必須の課題: 複合熱可塑性材料に関する本文では、溶融混練法で製造するときの単位体積あたりの投入エネルギー量をどの範囲としているか。

本文:
説明

複合熱可塑性材料とその製造方法及びそれを用いた光学素子

【課題】 本発明の目的は、レンズ、フィルター、グレーティング、光ファイバー、平板光導波路などとして好適に用いられ、透明性及び着色耐性に優れた複合熱可塑性材料とその製造方法及びそれを用いた光学素子を提供することにある。
【解決手段】 少なくとも熱可塑性樹脂と無機粒子とから構成される複合熱可塑性材料の製造方法であって、溶融混練法を用いて、単位体積あたりの投入エネルギー量を100MJ/m3以上、1000000MJ/m3以下で製造することを特徴とする複合熱可塑性材料の製造方法。

【発明の詳細な説明】
【技術分野】
【0001】
本発明は、レンズ、フィルター、グレーティング、光ファイバー、平板光導波路などとして好適に用いられ、透明性及び着色耐性に優れた複合熱可塑性材料とその製造方法及びそれを用いた光学素子に関する。
【背景技術】
【0002】
MO、CD、DVDといった光情報記録媒体(以下、単に媒体ともいう)に対して、情報の読み取りや記録を行なうプレーヤー、レコーダー、ドライブといった情報機器には、光ピックアップ装置が備えられている。光ピックアップ装置は、光源から発した所定波長の光を媒体に照射し、反射した光を受光素子で受光する光学素子ユニットを備えており、光学素子ユニットはこれらの光を媒体の反射層や受光素子で集光させるためのレンズ等の光学素子を有している。

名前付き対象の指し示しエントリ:

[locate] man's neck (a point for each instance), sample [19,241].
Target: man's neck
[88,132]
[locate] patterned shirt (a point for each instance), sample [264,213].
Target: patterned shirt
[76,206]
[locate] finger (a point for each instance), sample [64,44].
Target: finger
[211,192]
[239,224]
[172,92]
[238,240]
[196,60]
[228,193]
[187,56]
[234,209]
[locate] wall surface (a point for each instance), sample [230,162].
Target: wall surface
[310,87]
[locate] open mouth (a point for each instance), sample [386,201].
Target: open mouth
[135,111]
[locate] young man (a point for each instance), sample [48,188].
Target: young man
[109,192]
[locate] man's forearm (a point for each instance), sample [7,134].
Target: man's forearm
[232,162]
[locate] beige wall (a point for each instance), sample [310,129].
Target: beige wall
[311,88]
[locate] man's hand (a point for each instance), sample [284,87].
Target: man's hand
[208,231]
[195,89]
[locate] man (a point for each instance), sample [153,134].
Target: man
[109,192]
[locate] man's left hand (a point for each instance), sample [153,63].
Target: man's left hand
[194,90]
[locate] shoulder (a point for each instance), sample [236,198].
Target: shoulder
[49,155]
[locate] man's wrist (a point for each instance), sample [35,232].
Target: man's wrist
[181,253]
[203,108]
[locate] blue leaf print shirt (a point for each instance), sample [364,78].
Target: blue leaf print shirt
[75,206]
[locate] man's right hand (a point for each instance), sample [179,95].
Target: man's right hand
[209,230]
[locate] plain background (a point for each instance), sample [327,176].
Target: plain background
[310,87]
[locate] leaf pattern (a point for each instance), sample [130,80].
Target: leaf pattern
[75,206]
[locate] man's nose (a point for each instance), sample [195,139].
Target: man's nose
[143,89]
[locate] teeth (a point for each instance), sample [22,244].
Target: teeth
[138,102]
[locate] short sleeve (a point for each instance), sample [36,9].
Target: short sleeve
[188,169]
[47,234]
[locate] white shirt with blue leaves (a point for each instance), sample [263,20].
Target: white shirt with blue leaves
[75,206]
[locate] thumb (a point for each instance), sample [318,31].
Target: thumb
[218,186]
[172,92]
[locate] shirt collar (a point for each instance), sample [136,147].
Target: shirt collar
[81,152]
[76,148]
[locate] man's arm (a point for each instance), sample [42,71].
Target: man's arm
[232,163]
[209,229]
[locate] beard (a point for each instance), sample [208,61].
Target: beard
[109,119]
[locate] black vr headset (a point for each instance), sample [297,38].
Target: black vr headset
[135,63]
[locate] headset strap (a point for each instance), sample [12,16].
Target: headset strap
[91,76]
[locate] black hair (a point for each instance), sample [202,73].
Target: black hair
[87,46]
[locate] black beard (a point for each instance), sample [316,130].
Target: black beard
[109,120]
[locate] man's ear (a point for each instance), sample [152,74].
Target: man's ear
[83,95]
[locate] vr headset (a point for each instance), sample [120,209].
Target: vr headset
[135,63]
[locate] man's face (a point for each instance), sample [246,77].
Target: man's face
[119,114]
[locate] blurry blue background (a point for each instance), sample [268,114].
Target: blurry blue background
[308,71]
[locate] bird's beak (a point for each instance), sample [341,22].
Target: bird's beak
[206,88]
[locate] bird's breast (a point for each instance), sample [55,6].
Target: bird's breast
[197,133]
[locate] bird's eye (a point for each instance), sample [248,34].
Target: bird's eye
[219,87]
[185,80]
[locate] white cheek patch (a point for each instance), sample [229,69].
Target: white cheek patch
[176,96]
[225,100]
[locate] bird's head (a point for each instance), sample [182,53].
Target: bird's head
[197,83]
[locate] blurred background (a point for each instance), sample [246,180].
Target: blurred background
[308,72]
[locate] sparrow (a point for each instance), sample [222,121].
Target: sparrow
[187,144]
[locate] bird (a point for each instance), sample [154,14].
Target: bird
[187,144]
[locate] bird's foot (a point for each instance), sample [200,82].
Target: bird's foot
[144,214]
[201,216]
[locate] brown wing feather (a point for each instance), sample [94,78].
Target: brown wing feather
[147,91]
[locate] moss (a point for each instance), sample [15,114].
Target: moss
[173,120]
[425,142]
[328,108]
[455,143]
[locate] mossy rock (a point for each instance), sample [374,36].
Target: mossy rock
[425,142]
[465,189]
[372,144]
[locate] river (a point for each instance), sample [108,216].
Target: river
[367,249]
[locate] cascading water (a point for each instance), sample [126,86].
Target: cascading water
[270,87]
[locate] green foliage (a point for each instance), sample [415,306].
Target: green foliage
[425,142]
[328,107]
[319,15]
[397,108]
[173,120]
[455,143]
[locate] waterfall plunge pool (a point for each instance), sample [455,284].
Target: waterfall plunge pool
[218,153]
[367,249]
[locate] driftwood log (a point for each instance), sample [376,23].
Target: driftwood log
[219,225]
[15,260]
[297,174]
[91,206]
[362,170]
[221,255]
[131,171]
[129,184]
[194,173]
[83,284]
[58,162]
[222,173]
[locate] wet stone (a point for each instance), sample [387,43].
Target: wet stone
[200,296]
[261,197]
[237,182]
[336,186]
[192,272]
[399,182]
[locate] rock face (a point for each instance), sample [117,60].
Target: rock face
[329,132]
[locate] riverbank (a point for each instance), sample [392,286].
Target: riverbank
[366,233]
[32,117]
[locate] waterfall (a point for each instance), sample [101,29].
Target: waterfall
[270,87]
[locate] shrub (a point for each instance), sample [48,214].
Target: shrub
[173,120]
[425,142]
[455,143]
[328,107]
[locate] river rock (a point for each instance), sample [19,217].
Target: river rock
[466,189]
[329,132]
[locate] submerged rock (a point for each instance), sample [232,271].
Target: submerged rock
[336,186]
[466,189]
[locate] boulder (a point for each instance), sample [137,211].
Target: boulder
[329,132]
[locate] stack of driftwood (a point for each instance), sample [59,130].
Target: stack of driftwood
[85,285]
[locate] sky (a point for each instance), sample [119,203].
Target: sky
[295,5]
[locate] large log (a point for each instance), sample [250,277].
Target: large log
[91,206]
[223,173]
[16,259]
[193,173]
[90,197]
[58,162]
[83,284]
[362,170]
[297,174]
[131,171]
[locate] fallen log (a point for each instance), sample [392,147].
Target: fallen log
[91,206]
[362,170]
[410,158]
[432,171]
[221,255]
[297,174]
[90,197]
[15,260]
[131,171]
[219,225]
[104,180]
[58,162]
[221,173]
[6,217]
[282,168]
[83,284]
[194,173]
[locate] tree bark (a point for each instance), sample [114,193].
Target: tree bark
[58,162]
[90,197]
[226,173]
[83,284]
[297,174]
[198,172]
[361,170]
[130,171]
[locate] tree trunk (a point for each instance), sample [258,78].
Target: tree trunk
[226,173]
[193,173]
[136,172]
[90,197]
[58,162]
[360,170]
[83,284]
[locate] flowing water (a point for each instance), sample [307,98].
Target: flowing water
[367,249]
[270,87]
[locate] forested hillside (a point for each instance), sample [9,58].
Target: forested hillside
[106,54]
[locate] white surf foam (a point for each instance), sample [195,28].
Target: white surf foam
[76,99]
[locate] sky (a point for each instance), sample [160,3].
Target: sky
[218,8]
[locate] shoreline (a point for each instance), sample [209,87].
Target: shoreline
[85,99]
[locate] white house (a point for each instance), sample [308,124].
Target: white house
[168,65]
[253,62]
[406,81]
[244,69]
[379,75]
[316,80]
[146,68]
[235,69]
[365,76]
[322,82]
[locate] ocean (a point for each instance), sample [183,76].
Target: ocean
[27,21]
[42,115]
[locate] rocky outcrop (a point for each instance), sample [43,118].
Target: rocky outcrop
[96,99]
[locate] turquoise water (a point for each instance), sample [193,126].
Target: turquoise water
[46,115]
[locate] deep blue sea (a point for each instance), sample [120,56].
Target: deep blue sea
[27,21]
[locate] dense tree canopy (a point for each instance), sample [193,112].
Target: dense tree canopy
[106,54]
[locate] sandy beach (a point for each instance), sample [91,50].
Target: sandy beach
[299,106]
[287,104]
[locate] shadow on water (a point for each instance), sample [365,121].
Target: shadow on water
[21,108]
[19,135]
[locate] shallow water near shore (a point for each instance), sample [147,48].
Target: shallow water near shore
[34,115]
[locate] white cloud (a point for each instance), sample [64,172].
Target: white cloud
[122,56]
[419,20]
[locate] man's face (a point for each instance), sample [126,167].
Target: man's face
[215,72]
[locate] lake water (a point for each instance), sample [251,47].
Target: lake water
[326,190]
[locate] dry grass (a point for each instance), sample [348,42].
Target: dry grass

課題の出力: 100MJ/m3以上、1000000MJ/m3以下。